* [Your goal]:
Will you give every entry again exactly as it stands?

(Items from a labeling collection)
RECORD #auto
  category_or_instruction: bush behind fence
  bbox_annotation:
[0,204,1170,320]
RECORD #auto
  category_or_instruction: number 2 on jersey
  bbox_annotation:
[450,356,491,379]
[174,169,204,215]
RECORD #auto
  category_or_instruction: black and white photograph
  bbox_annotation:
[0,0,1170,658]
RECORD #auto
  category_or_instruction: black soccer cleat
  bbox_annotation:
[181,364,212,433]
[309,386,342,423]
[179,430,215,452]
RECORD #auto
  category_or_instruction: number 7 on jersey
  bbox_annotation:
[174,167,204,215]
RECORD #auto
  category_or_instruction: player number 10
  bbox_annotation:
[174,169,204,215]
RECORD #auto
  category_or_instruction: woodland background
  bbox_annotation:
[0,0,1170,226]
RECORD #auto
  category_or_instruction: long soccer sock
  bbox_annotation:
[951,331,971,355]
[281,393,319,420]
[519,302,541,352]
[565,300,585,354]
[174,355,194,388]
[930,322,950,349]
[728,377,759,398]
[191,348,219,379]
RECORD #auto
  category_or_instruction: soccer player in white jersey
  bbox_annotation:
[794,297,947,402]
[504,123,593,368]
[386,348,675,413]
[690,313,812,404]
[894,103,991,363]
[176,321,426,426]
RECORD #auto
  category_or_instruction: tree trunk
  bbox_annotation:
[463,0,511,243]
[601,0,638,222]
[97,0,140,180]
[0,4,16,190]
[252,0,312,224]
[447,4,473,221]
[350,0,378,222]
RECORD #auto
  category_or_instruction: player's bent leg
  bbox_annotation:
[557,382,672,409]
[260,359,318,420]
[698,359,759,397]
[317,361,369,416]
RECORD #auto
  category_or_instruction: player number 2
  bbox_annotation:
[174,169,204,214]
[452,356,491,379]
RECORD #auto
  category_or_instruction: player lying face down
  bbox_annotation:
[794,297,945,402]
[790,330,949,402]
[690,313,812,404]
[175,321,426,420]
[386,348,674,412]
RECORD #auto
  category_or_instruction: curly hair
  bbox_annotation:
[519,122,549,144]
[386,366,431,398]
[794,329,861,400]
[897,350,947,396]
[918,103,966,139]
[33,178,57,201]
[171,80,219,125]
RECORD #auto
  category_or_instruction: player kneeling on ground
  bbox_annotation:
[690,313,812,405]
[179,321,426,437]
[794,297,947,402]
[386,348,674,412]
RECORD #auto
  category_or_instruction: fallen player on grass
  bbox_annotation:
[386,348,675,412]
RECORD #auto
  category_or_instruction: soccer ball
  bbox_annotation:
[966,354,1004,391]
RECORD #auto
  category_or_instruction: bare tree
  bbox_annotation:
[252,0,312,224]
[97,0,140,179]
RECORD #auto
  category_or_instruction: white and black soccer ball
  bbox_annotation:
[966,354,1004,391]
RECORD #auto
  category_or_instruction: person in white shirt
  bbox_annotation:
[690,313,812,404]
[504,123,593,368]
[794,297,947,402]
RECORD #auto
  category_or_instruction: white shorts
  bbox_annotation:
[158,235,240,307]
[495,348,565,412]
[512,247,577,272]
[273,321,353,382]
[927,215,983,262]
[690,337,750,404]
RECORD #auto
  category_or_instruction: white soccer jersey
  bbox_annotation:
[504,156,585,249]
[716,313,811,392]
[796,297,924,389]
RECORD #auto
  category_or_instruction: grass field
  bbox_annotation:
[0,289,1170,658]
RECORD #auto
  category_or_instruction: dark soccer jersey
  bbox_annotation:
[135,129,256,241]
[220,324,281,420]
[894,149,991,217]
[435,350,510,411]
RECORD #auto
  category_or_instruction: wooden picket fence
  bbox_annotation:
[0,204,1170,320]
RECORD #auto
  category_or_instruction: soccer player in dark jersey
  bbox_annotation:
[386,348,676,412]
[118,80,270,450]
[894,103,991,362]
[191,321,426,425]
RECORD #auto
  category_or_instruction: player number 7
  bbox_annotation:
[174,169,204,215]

* [Solution to this task]:
RECORD #auto
  category_or_instruction: bush behind fence
  bbox_annotation:
[0,204,1170,320]
RECORD #auto
  category_or_instruction: number 2 on jersey
  bbox_annotation:
[450,356,491,379]
[174,169,204,215]
RECORD #auto
  category_or_instruction: black and white photograph
  bbox_annotation:
[0,0,1170,658]
RECORD #auto
  category_or_instruction: black soccer cleat
  bbox_annotation:
[181,364,212,433]
[309,386,342,423]
[179,430,215,452]
RECORD #auto
  category_or_instruction: number 7 on jersey
  bbox_annotation:
[174,167,204,215]
RECORD #auto
  category_or_instruction: player number 10
  bbox_annotation:
[174,169,204,215]
RECORD #auto
  category_or_instruction: woodland background
  bbox_annotation:
[0,0,1170,226]
RECORD #auto
  category_or_instruction: long soccer sock
  bbox_annotation:
[951,331,971,355]
[281,393,319,420]
[519,302,541,352]
[565,300,585,354]
[174,355,194,388]
[930,322,950,349]
[728,377,759,398]
[191,348,219,379]
RECORD #auto
  category_or_instruction: soccer player in white jersey
  bbox_annotation:
[794,297,947,402]
[504,123,593,368]
[386,348,675,413]
[690,313,812,404]
[894,103,991,363]
[176,321,426,426]
RECORD #auto
  category_or_instruction: tree trunk
  bbox_annotation:
[463,0,511,243]
[601,0,638,222]
[97,0,140,180]
[0,4,16,190]
[252,0,312,224]
[447,4,473,221]
[350,0,378,222]
RECORD #auto
  category_or_instruction: player's bent leg
  bbox_annotation:
[557,382,672,409]
[260,359,318,420]
[698,359,759,397]
[317,361,369,416]
RECORD #auto
  category_or_instruction: player number 2
  bbox_annotation:
[174,169,204,214]
[452,356,491,379]
RECORD #auto
  category_or_instruction: player lying face down
  bbox_annotation:
[794,297,945,402]
[790,330,949,402]
[690,313,812,404]
[175,321,426,420]
[386,348,674,412]
RECORD #auto
  category_or_instruction: curly hair
  bbox_annotation:
[519,122,549,144]
[386,366,431,398]
[794,329,861,400]
[897,350,947,396]
[918,103,966,139]
[33,178,57,201]
[171,80,219,125]
RECORD #auto
  category_or_instruction: player kneeling on ground
  bbox_annotation:
[690,313,812,405]
[179,321,426,437]
[794,297,947,402]
[386,348,674,412]
RECORD #auto
  category_or_instruction: fallen player on grass
  bbox_annotation:
[386,348,675,412]
RECORD #auto
  category_or_instruction: soccer ball
  bbox_annotation:
[966,354,1004,391]
RECORD #auto
  category_or_instruction: bare tree
  bbox_annotation:
[252,0,312,224]
[97,0,140,179]
RECORD #auto
  category_or_instruction: white and black soccer ball
  bbox_annotation:
[966,354,1004,391]
RECORD #auto
  category_or_instruction: person in white shirt
  bbox_annotation:
[690,313,812,404]
[504,123,593,368]
[794,297,947,402]
RECORD #auto
  category_or_instruction: white shorts
  bbox_annotation:
[158,235,240,307]
[495,348,565,412]
[512,247,577,272]
[273,321,353,382]
[927,215,983,262]
[690,337,750,404]
RECORD #auto
  category_or_instruction: white soccer jersey
  bbox_annotation:
[504,156,585,249]
[716,313,811,392]
[796,297,924,389]
RECORD #auto
  category_or_instruction: grass field
  bbox_annotation:
[0,289,1170,658]
RECORD #auto
  category_or_instruction: dark soccer jersey
  bbox_annotation:
[135,129,256,241]
[220,324,281,420]
[894,149,991,217]
[435,350,510,411]
RECORD #auto
  category_or_instruction: wooden picket fence
  bbox_annotation:
[0,204,1170,320]
RECORD #auto
  category_or_instruction: soccer player in dark jersey
  bbox_annotation:
[386,348,676,412]
[118,80,270,450]
[894,103,991,362]
[191,321,426,425]
RECORD #auto
  category_or_instruction: player number 7
  bbox_annotation:
[174,169,204,215]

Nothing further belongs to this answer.